Exercise passage:
Durability. Players can have all the talent in the world, but if they aren't fit to play, then it is worthless.

That has been brought into sharp focus with Klopp having to grapple with an increasingly lengthy injury list, not least in midfield where Thiago Alcantara, Curtis Jones and Alex Oxlade-Chamberlain are out for the foreseeable. With a hectic schedule approaching before the next international break in late September, the setbacks couldn't have been more untimely.

Wijnaldum was a reliably regular presence in the Liverpool midfield during his five years at the club. He featured in all bar two games in every competition in the Reds' injury-ravaged 2020/21 season ahead of his move to PSG and, in total, was absent from the matchday squad for only eight Premier League games throughout his Anfield career. Even during a difficult last term in France, he was only missing for five matches.

The contrast with Klopp's present midfield options is, in some instances, worryingly pronounced, even if several were simply extremely unfortunate.

Last season, Thiago missed six weeks early on with a calf complaint and then a month over Christmas with a hip issue. Shortly after signing weeks into the previous campaign, his full debut ended with a knee injury sustained in a challenge with then Everton striker Richarlison that kept him out for almost two months.

Fabinho and Jordan Henderson were largely available during 2021/22. Fabinho missed two Premier League games in October with a knee problem and then the final two games with a thigh issue that also kept him out of the FA Cup final. The Brazilian had much lengthier spells out in each of the previous two campaigns.

Henderson was absent for only three league games last term, one of which was due to illness. It was a vast improvement on his previous two seasons which were prematurely ended by knee and then groin issues.

For all the regular setbacks in his first few years, there was a reason Naby Keita made his most appearances in a season for Liverpool last term. He missed seven games with a hamstring complaint in the autumn but only one further match due to a knee problem. However, he of course sat out this season's opener at Fulham through illness.

Given entries:

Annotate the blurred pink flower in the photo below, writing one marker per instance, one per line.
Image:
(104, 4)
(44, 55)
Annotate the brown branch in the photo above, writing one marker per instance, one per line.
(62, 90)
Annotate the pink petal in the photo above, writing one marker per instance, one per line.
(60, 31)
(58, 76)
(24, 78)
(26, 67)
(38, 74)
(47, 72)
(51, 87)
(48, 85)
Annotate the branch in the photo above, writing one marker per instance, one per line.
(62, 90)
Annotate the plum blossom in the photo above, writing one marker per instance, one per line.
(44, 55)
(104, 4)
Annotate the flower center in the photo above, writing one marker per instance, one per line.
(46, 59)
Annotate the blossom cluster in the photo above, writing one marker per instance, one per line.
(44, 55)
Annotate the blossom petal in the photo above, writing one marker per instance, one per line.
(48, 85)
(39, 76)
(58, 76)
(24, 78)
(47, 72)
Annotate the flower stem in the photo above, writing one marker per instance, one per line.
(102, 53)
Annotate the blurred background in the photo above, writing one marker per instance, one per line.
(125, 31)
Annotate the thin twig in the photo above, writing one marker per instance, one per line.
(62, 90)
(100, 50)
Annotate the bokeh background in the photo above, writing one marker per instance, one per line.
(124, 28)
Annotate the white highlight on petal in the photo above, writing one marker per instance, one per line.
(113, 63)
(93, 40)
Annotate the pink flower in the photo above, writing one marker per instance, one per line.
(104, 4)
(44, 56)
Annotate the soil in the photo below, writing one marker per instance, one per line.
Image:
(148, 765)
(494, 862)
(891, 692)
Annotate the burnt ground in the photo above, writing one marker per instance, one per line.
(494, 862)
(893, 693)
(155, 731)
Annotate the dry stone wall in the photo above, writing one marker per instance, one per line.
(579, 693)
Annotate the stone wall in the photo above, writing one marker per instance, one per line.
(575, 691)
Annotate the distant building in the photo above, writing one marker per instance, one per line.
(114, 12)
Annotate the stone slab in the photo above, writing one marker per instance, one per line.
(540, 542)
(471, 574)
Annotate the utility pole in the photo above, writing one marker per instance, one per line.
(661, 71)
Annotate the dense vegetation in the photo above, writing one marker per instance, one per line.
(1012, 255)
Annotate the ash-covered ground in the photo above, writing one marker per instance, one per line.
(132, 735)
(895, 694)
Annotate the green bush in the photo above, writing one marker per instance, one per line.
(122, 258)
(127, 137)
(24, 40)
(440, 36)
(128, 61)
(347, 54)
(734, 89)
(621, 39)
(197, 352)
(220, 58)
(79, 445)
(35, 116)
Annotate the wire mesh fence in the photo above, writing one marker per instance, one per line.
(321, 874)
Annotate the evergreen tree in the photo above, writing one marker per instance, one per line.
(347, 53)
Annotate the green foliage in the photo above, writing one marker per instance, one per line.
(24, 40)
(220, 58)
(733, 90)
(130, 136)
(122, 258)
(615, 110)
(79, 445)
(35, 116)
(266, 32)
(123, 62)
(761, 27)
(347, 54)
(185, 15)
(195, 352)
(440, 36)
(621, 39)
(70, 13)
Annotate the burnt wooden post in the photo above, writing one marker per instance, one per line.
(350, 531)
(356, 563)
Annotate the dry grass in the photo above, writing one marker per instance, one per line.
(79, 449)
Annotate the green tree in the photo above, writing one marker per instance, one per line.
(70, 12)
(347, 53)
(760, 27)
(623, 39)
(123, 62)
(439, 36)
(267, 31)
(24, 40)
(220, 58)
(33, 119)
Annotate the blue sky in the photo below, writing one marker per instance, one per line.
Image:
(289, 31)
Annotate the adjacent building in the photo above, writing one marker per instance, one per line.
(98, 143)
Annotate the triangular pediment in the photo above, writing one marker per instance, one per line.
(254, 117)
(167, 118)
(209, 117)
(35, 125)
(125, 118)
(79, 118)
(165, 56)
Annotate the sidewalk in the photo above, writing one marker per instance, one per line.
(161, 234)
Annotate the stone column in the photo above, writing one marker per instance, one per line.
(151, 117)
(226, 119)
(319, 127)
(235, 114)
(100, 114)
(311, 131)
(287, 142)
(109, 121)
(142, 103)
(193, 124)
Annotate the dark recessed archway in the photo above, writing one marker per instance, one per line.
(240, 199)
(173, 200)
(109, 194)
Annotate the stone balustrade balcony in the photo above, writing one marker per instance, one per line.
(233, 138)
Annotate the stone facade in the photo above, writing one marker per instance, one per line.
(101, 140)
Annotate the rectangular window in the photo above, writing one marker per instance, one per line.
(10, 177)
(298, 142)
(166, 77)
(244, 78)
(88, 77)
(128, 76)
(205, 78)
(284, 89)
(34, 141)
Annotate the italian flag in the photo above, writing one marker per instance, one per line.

Tasks:
[1] Summarize the passage about Liverpool's midfield injuries in two sentences.
[2] According to the passage about Liverpool's midfield injuries, how many Premier League games did Wijnaldum miss from the matchday squad over his whole Anfield career?
[3] Continue the passage about Liverpool's midfield injuries from the point where it stops.
The material is separate from the passage about Liverpool's midfield injuries.

Answers to the problems:
[1] Klopp faces a growing injury list in midfield, with Thiago Alcantara, Curtis Jones and Alex Oxlade-Chamberlain out ahead of a hectic schedule, which makes durability a pressing concern. Wijnaldum was a reliably regular presence during his five years at Liverpool, a contrast with current options such as Thiago, Fabinho, Henderson and Keita, several of whom have had lengthy spells out.

[2] Eight.

[3]
James Milner's hamstrings kept him out for a month in each of the last two seasons while he missed almost a third of the 2019/20 title-winning campaign with various problems. Oxlade-Chamberlain may have a reputation for being injury-prone but he missed only one game last season due to fitness issues, compared to the season before when absent for the first three months with a knee complaint.

Jones missed the start of last season with concussion then suffered a freak eye injury that cost him two months just at the moment he had nailed down a regular first-team role. The previous campaign he'd been in the matchday squad for all bar three games. And Harvey Elliott, having played every available game during a season-long loan at Championship side Blackburn Rovers, last term had five months out with a broken ankle.

And what of Salah? The Egyptian missed only one Premier League game last season through injury, one the previous season due to coronavirus, one in 2019/20 with an ankle complaint, and two in 2017/18 when rested. That's it.

Injuries are, of course, part and parcel of football, with the intensity of both the Premier League and Liverpool's style of play placing significant onus on the club's fitness and conditioning teams to keep players out of the treatment room. The engine room perhaps feels that more than most although sometimes, as demonstrated above, setbacks simply cannot be avoided.

Liverpool and Wijnaldum have long moved on since their successful time together. But the Dutchman remains an example to his former club in one largely overlooked respect. Henderson and Fabinho were able to deliver last term, but Klopp knows the more midfielders that can offer similar continuity the better..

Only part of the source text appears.